▸ **Text for analysis**
Attention deficit hyperactivity disorder (ADHD) is a disorder that appears in early childhood. It makes it difficult for individuals to restrain their spontaneous responses—responses that can involve everything from movement to speech to attentiveness.
The specific causes of are not known. But a number of factors like genetics, diet and social and physical environments may contribute to, or increase it. Environmental factors include alcohol and tobacco smoke exposure during pregnancy and exposure to lead in very early life. Complications during pregnancy and birth—including premature birth, infections during pregnancy, at birth, and in early childhood are also linked to an increased risk of developing ADHD.
The signs and symptoms typically appear before the age of seven. There are basically three important symptoms – Poor concentration, hyperactivity and impulsivity. Only if a child shows all three symptoms in different environments like school and home, and are unable to control their behaviour are they considered for the diagnosis. ADHD can affect adults too. Adults with ADHD have difficulty following directions, remembering information, concentrating, organizing tasks or completing work within time limits. If these difficulties are not dealt with appropriately, they can cause associated behavioural, emotional, social, vocational and academic problems.
Treatment usually involves both medication and therapy. Behavioural therapy involves adjusting the environment to promote more successful social interactions. Social skills training can help a child learn behaviours that will help them develop and maintain social relationships. Education and support for the parents can be an integral part of treating ADHD in children.

(Stored items from a collection)
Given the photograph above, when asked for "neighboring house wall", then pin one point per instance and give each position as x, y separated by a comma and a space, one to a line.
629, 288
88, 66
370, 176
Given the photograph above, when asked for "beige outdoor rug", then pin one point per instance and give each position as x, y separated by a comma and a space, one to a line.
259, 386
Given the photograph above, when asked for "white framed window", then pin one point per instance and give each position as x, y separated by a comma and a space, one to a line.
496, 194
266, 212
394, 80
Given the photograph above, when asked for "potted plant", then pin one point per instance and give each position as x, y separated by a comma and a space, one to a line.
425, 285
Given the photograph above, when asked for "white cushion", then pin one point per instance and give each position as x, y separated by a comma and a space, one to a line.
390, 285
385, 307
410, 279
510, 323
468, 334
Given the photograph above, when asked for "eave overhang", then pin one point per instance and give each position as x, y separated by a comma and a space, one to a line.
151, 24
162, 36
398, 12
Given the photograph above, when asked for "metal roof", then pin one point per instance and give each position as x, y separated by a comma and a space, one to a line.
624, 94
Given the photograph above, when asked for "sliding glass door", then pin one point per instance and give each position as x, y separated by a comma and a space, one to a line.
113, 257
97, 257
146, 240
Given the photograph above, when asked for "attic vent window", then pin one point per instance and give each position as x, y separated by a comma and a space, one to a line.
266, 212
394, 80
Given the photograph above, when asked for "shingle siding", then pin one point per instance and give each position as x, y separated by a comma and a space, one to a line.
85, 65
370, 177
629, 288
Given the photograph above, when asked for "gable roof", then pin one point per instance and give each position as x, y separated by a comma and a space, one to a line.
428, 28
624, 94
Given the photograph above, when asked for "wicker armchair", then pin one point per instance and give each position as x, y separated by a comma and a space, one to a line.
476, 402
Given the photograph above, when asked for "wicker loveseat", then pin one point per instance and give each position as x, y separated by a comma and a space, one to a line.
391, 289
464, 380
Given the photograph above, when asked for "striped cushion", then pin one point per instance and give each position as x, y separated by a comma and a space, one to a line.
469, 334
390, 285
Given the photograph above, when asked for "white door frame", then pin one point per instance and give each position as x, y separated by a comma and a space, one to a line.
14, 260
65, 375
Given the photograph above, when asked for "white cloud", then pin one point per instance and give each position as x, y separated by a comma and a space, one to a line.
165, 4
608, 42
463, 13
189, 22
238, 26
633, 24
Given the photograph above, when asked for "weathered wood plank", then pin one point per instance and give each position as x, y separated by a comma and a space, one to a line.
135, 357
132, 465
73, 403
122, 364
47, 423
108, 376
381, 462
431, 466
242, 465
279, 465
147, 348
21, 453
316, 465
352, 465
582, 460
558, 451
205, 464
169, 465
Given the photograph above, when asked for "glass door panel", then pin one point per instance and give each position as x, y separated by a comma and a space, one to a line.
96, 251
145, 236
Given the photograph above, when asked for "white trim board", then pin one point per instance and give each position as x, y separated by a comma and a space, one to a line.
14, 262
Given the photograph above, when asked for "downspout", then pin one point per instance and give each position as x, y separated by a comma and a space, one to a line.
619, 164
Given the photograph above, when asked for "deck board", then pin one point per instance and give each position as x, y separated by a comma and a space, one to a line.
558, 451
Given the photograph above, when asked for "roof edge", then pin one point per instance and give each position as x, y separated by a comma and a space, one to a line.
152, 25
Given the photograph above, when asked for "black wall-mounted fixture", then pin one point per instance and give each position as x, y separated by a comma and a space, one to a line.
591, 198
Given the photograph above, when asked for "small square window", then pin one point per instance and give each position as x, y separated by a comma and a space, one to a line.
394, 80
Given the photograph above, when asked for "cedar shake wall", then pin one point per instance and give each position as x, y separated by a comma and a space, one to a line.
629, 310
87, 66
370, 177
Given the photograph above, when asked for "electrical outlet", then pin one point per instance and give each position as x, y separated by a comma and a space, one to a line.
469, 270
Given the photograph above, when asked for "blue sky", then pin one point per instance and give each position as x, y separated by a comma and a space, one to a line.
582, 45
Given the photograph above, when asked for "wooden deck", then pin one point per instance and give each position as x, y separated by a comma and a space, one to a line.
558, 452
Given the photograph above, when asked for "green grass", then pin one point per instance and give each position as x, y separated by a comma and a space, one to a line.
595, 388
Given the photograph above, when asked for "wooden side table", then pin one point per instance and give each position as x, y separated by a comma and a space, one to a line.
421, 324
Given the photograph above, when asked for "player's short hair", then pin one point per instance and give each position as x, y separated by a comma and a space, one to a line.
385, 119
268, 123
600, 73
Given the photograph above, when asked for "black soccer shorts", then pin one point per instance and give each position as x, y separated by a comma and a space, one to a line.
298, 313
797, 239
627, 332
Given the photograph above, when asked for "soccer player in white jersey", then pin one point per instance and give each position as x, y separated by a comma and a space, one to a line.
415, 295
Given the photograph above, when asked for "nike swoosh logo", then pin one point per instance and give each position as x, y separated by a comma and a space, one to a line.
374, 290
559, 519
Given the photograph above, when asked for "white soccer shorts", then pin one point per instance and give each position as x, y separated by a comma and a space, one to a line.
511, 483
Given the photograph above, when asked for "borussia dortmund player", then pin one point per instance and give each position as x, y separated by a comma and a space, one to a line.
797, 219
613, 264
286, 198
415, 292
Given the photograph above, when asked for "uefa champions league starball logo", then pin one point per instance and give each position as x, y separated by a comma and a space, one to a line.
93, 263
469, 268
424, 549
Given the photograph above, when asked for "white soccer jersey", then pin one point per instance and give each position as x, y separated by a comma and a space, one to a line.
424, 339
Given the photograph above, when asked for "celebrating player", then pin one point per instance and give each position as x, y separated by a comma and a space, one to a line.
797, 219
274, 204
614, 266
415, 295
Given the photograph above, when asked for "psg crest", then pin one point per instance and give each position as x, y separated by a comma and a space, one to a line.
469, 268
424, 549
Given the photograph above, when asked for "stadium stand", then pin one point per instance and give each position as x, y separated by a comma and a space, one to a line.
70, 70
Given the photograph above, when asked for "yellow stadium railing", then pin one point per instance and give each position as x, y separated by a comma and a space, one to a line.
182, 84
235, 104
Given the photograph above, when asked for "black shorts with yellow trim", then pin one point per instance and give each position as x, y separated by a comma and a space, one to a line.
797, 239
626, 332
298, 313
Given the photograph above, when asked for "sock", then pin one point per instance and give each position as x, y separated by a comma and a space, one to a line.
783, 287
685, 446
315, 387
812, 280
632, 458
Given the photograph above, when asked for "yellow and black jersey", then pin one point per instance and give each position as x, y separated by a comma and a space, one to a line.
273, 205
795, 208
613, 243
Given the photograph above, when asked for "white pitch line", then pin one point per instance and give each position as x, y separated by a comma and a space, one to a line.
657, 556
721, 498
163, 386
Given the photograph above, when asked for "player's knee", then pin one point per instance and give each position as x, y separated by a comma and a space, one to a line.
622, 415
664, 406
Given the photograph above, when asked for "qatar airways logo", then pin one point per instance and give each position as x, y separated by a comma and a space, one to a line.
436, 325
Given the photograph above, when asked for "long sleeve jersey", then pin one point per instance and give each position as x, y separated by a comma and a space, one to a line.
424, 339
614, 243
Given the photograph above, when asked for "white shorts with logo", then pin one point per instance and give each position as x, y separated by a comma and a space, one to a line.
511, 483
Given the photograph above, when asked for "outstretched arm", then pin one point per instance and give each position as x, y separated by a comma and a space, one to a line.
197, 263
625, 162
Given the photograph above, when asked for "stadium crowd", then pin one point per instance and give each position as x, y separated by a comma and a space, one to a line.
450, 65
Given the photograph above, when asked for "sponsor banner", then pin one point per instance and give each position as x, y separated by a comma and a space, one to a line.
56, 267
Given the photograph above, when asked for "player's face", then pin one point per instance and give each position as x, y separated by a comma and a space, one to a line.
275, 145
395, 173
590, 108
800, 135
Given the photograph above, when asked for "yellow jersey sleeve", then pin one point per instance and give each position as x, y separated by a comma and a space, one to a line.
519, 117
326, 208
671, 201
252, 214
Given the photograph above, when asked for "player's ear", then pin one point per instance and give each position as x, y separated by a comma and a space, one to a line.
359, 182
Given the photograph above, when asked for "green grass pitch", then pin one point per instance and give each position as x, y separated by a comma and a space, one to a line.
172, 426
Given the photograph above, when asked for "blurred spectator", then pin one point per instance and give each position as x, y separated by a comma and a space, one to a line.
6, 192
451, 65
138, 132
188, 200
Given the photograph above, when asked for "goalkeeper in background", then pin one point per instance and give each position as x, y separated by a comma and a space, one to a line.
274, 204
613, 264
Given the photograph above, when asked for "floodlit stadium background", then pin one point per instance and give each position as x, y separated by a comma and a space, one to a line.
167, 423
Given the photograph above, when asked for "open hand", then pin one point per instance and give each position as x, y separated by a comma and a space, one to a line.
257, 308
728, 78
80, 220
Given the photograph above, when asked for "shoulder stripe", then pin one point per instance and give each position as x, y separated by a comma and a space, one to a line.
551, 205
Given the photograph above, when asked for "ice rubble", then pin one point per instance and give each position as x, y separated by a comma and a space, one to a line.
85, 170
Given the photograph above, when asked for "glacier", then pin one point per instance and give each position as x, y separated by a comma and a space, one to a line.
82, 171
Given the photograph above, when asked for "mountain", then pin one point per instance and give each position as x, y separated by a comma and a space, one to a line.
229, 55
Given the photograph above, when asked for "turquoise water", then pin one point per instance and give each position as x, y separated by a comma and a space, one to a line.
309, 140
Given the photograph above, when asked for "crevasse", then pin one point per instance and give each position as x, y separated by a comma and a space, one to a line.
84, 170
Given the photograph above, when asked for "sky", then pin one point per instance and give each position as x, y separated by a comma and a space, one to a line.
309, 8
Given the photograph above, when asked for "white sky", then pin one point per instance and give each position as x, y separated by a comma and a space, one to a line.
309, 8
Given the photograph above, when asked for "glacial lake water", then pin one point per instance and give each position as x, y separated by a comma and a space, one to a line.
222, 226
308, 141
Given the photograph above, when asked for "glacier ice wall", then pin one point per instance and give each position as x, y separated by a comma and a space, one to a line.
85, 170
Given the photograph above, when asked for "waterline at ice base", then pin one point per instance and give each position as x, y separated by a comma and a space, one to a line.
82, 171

▸ **Activities**
(1) According to the passage on ADHD, before what age do the signs and symptoms typically appear?
(2) Set down the passage on ADHD word for word from "The signs and" to "and academic problems.".
(3) Translate this sentence from the passage on ADHD into French: "Behavioural therapy involves adjusting the environment to promote more successful social interactions."

▸ **Expected outputs**
(1) Before the age of seven.

(2)
The signs and symptoms typically appear before the age of seven. There are basically three important symptoms – Poor concentration, hyperactivity and impulsivity. Only if a child shows all three symptoms in different environments like school and home, and are unable to control their behaviour are they considered for the diagnosis. ADHD can affect adults too. Adults with ADHD have difficulty following directions, remembering information, concentrating, organizing tasks or completing work within time limits. If these difficulties are not dealt with appropriately, they can cause associated behavioural, emotional, social, vocational and academic problems.

(3) La thérapie comportementale consiste à adapter l'environnement afin de favoriser des interactions sociales plus réussies.